▶ **DOCUMENT TEXT**
Do you mean by this: “All creationists accept design arguments, but not all who accept design arguments are creationists?” Then yes, that’s how I’ve always understood the distinction made by Discovery.
I was never a creationist in the common sense of the term (literal reading of Genesis, earth only 6,000 years old, etc.). In fact, in my youth I was a virulent anti-Creationist and textbook Darwinian. I used to go around looking for Creationists to fight with! I could have vied with Nick Matzke and some of the people here for the ability to project withering scorn. When I was still in high school, I already wrote as if I were the authority on what “science” says about origins. My Bible back then wasn’t the Bible, but the writings of people like Asimov and Sagan and Bertrand Russell. Evolution was my secular substitute for the Genesis story. (I’m actually quite embarrassed by some of the polemics I wrote against Christianity back then, not because I’m worried about my soul – I’m sure God forgives the immature excesses of youth – but because I used intellectually discreditable means to belittle my opponents, means which I still see being used widely in online debates.)
I’m a “creationist” now only in the broad sense that all Christians, Jews, and Muslims are creationists. But that sense would include Ken Miller and Francis Collins – two people whom Eugenie Scott and the NCSE never include in their relentless attacks on creationism.
As for intelligent design in nature, I had long before hearing about ID or TE/EC decided that nature showed evidence of design, but my arguments were either philosophical, or based on macroscopic scientific knowledge (Paleyan sorts of argument about the amazing mechanics of the bones, etc.). I did not know that anyone was working on more rigorous arguments at the biochemical level.
When I read Behe’s arguments for design, I didn’t agree with all of them, but I thought some of them were pretty strong. I’m still unconvinced by any of the “co-option” arguments for the accidental evolution of the flagellum, for example. Later I read Denton’s Nature’s Destiny, and at the time thought it was actually the best argument for ID in print, because it rested less on single isolated examples (flagellum, etc.) and more on the general conspiracy of features of nature to render the universe fit for intelligent life. Denton’s three more recent small books (all published by Discovery) continue in that vein.

▶ **EXTRACTED INFORMATION**
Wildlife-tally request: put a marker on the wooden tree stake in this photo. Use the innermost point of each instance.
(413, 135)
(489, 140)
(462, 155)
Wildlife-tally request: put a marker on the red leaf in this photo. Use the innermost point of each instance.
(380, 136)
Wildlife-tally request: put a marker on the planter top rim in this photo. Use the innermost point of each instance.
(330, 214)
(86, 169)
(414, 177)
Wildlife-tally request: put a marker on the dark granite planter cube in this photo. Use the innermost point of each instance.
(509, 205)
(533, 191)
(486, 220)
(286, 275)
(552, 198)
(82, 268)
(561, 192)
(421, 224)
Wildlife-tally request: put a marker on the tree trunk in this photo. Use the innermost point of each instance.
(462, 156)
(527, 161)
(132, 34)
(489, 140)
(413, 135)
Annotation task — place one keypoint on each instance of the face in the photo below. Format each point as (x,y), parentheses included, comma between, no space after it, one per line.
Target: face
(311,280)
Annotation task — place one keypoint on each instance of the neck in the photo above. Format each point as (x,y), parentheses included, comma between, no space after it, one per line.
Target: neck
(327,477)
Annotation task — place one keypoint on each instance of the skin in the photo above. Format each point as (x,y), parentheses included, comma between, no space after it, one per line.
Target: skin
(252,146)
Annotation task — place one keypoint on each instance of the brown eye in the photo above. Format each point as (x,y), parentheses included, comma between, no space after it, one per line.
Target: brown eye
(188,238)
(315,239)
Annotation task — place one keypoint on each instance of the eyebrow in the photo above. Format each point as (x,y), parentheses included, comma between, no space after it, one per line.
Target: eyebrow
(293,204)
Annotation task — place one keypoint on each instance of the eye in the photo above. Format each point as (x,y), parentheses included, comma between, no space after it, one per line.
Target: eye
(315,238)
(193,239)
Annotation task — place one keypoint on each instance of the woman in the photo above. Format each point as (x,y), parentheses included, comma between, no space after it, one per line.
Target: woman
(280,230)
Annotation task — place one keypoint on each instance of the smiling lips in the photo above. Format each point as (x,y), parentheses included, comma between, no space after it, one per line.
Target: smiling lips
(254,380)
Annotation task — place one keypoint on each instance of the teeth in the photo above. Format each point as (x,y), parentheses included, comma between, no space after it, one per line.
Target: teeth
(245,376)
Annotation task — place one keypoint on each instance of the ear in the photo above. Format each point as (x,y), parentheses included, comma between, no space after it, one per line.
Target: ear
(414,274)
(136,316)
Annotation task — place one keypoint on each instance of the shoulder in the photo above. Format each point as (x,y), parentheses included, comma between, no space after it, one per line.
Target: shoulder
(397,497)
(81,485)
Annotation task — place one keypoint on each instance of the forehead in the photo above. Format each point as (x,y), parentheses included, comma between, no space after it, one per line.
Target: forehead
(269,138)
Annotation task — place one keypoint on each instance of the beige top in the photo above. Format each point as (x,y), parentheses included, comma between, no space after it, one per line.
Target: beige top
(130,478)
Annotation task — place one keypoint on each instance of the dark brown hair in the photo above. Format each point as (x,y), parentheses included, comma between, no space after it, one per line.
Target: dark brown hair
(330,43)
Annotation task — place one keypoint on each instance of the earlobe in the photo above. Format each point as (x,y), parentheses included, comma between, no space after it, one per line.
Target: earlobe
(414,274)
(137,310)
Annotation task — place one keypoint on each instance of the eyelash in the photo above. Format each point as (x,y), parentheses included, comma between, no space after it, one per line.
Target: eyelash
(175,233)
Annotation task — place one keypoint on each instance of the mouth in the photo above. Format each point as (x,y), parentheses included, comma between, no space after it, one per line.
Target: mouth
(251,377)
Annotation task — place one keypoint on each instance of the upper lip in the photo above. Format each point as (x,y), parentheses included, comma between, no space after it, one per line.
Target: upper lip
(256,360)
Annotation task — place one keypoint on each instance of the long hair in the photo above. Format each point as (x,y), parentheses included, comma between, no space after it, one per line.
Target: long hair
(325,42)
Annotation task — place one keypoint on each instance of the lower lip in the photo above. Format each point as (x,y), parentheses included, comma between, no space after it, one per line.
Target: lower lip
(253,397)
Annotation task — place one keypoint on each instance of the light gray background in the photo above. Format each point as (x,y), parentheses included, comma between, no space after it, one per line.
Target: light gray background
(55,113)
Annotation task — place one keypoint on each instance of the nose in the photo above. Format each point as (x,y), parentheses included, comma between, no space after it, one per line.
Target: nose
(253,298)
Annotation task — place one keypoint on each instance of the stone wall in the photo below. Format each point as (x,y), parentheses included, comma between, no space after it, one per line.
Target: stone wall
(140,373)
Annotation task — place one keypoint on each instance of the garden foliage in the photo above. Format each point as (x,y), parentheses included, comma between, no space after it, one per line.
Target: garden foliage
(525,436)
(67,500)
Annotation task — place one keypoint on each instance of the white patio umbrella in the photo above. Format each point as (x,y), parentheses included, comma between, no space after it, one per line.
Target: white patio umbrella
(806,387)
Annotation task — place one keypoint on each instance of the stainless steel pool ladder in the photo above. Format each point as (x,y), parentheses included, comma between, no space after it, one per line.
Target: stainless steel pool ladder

▶ **REQUIRED ACTION 1**
Could you echo the stretch of the comment on creationism and design from "When I read" through "in that vein.", word for word?
▶ **REQUIRED ACTION 2**
What comes next in the comment on creationism and design, continuing after its final sentence?

▶ **WRITTEN RESPONSE 1**
When I read Behe’s arguments for design, I didn’t agree with all of them, but I thought some of them were pretty strong. I’m still unconvinced by any of the “co-option” arguments for the accidental evolution of the flagellum, for example. Later I read Denton’s Nature’s Destiny, and at the time thought it was actually the best argument for ID in print, because it rested less on single isolated examples (flagellum, etc.) and more on the general conspiracy of features of nature to render the universe fit for intelligent life. Denton’s three more recent small books (all published by Discovery) continue in that vein.

▶ **WRITTEN RESPONSE 2**
Note that neither Behe nor Denton are “creationists” in the popular sense of the term. Behe is a Catholic who accepts common descent all the way up to the human body (which certainly is not accepted by Protestant creationists), and Denton is at best a Deist of some sort for whom the Bible has no bearing on the scientific discussion of origins. If the DI were a strictly “creationist” organization, it would not have published all those books by Denton, and would not promote Behe as heavily as it does. (In fact, ID has come under criticism from some creationists for not taking a firmer stance against common descent, but the DI has stuck to its guns, and maintains Denton and Behe on its Board of Fellows, and promotes their ideas.)
Thus, there are examples within the ID movement of people who do not oppose design to evolution, but embrace both. And that’s roughly where I place myself. I think of evolution, in the sense of “descent with modification,” as an account of earth history that is very plausible, and I take it as my working conception. (Though not as sacrosanct truth that only an ignoramus could contest – I resist all dogmatism on the matter.)
Actually, my “defense” of ID has not been “ID is true”, but more like “ID has been mischaracterized,” “ID has been unfairly treated,” and the like. I’m not trying to get anyone here to say, “Behe and Dembski’s arguments are valid, and ID is correct.” I’m merely trying to counter the sort of generic hostility that arises from certain members of the scientific community (and their groupies among the public) against any suggestion of design, teleology, etc. in nature. There’s no doubt in my mind, after years of reading and debating with anti-ID folks, that there is more than a scientific hostility to ID; often there is a visceral rejection of the idea of design, and that rejection comes from metaphysical and religious commitments.
I’d be happy if those who don’t accept design would at least admit that there are some features of nature which strongly suggest design and that ID folks aren’t betrayers of the spirit of science for wanting to talk about and investigate those features using the tools of science. Even Dawkins admits that living things appear designed. He understands that the appearance of design needs an explanation. In that sense, though he comes to conclusions diametrically opposed to those of Behe etc., he understands the issue of design better than some of his atheist colleagues. I still recommend Dawkins’s book The Blind Watchmaker as an excellent introduction to the classical neo-Darwinian view of evolution. Behe liked it for that purpose as well.